# Texto do exercício
╭──

Segundo estudos promovidos pelo próprio CFM, em conjunto com o Conselho Regional de Medicina do Estado de São Paulo (Cremesp), sobre a “Demografia médica no Brasil”  fica demonstrado que em 2011 o país dispunha de 1,8 médicos para cada mil habitantes. Sendo assim teríamos que aguardar até 2021 para que o índice chegue a 2,51 por mil. Segundo os cálculos somente em 2050 teríamos 4,3 por mil. Em Cuba há 6,4 médicos por mil habitantes e na Argentina, em 2005, já se contava com mais de três por mil, índice que o Brasil somente alcançará em 2031. Dos 372 mil médicos registrados no Brasil em 2011, 209 mil se concentram nas regiões Sul e Sudeste e pouco mais de 15 mil na região Norte.

O Governo Federal está empenhado em melhorar essa distribuição de profissionais de saúde através do Programa de Valorização do Profissional de Atenção Básica (Provab), oferecendo um salário inicial de mais de três mil dólares e plano de carreira para incentivar a que os médicos prestem serviços de Atenção Primária a população de 1.407 municípios em todo o país. Já se inscreveram mais de quatro mil médicos.

╰──

Trechos do conjunto de dados
╭──

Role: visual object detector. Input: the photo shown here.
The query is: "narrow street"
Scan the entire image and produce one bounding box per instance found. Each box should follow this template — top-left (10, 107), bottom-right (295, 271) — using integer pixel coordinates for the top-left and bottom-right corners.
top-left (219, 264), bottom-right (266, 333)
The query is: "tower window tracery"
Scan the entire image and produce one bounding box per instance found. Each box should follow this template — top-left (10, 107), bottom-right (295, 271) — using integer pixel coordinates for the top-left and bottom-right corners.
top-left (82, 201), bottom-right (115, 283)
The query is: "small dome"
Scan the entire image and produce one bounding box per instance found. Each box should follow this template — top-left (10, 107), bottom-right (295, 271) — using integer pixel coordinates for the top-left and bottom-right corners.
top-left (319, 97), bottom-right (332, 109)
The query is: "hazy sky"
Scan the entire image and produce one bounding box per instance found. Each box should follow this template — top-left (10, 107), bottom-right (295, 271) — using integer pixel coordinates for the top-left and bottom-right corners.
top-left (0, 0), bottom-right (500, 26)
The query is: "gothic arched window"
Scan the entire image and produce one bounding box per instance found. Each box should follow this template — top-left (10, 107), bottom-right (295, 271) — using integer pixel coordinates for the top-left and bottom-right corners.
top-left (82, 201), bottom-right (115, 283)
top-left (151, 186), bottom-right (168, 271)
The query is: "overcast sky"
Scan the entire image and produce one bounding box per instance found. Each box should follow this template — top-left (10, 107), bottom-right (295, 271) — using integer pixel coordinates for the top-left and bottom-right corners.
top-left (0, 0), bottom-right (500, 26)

╰──
╭──

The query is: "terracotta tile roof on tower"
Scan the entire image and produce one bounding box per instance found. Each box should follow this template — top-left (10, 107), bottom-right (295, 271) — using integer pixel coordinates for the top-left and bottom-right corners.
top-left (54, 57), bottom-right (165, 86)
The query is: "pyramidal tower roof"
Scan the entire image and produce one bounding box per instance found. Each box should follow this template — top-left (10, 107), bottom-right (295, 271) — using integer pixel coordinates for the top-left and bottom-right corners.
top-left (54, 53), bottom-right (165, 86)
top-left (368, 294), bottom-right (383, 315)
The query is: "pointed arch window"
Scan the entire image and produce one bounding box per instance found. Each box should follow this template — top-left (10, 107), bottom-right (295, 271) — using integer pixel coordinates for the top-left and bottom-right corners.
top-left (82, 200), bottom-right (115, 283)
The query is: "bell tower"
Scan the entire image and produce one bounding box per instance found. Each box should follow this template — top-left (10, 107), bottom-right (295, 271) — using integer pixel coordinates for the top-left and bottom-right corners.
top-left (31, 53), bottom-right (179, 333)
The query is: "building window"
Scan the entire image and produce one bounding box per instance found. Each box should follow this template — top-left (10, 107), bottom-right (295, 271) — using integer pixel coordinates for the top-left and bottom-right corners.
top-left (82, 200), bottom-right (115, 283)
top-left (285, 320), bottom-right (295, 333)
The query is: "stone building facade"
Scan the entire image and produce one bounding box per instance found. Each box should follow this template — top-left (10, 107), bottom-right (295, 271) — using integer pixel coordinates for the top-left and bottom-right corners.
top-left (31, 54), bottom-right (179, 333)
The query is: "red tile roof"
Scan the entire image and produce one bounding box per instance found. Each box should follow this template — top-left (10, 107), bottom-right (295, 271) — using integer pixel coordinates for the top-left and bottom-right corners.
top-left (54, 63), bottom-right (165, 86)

╰──
╭──

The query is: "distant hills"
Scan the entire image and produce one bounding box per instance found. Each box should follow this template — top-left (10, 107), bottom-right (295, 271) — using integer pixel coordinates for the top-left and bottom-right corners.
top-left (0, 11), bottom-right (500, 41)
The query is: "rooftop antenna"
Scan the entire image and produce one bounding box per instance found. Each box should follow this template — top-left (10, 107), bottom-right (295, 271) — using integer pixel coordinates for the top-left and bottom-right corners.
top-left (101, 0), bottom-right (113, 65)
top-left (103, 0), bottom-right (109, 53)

╰──

# Tarefas
1) Segundo o texto sobre demografia médica, quantos médicos por mil habitantes há em Cuba?
2) Quais são todos os países mencionados no texto sobre demografia médica?
Não é preciso consultar os registros.

# Respostas
1) 6,4 médicos por mil habitantes.

2) Brasil, Cuba e Argentina.